[BEGIN DATA SHOWN]

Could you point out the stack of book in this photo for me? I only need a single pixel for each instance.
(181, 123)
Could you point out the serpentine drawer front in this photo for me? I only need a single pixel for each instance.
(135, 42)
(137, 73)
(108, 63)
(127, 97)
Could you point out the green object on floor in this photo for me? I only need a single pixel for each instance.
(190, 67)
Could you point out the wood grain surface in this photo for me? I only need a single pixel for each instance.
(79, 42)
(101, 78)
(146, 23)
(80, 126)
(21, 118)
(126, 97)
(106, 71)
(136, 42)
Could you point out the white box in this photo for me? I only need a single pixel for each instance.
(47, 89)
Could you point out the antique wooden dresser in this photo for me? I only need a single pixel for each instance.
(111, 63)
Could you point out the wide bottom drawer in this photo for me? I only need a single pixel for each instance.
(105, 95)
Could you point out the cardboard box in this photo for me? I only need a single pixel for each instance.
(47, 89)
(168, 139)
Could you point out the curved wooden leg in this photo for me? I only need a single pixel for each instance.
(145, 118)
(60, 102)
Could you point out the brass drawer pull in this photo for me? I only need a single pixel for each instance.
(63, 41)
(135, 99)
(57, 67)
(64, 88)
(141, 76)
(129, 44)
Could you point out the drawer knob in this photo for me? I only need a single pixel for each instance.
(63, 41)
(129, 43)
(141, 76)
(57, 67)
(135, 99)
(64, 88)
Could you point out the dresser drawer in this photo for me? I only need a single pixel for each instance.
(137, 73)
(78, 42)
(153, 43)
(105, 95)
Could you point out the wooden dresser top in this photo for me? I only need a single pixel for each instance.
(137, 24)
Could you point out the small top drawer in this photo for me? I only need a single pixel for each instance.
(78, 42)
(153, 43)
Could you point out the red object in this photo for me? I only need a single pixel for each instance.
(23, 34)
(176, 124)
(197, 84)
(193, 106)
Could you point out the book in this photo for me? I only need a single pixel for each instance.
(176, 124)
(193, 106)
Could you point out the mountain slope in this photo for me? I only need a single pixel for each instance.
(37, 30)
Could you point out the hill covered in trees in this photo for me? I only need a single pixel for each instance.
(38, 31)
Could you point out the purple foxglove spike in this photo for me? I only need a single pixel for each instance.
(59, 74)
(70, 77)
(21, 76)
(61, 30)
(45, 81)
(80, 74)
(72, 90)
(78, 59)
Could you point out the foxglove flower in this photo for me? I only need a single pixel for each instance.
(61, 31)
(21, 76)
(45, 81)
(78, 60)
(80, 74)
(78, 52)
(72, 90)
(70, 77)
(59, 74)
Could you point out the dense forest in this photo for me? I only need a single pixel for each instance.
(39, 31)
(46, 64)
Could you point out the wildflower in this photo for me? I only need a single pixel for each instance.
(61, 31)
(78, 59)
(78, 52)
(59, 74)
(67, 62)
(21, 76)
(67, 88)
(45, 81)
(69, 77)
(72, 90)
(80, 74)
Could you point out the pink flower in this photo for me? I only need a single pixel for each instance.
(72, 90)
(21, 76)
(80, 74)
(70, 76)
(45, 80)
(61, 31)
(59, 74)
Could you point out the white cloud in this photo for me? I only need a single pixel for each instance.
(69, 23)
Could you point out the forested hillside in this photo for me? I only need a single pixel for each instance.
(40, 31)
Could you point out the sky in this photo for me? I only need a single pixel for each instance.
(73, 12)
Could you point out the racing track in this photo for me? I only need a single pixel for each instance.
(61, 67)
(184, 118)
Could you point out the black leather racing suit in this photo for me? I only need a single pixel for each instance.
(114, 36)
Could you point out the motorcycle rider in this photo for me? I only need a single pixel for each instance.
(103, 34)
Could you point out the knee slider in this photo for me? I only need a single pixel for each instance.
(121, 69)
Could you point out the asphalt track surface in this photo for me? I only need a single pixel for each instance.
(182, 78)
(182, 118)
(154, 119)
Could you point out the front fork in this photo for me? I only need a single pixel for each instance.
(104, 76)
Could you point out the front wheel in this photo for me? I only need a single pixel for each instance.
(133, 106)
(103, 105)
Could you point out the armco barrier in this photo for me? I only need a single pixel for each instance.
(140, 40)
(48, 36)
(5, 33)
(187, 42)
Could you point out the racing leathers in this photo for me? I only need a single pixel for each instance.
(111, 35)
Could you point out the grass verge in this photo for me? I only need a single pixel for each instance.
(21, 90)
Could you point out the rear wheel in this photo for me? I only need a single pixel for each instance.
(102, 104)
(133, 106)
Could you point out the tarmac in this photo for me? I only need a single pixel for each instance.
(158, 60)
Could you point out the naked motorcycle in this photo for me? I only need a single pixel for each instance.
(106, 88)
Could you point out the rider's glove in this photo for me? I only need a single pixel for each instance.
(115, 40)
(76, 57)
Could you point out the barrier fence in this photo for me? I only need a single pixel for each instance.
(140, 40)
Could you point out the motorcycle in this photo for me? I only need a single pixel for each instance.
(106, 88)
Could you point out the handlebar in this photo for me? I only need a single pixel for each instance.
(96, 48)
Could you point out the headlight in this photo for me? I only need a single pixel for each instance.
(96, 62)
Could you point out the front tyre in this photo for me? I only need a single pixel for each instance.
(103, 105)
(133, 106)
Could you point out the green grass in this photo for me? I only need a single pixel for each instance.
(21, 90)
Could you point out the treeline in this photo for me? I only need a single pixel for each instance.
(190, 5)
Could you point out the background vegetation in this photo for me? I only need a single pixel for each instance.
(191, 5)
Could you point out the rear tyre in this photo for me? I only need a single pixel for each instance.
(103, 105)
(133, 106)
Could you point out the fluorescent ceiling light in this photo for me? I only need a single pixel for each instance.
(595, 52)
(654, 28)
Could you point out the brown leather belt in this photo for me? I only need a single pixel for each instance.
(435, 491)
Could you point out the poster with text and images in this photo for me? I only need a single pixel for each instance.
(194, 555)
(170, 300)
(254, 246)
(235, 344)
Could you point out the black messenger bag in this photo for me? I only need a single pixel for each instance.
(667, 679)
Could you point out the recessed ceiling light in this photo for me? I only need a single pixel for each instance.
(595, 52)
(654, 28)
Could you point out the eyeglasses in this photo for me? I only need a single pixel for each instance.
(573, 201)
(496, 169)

[END DATA SHOWN]

Find "Could you point out the fluorescent" in the data above, then repeat that line and all lines after it exactly, ending with the final line.

Could you point out the fluorescent ceiling light in this photo for me? I only need a single pixel for each instance.
(595, 52)
(654, 28)
Could you point out the brown leather belt in this photo for me? I only need a single pixel for each instance.
(435, 491)
Could you point out the poster with text and images in this photo for me? I only need a single pixel for each instance.
(194, 555)
(170, 300)
(254, 246)
(235, 344)
Could you point out the black messenger bag in this photo for me? I only need a single pixel for each instance.
(667, 679)
Could you point out the recessed ceiling light in this photo for me? I only need a single pixel for each instance.
(595, 52)
(654, 28)
Could you point out the eyeglasses in this photo for me? I only need a single pixel for each instance.
(573, 201)
(496, 169)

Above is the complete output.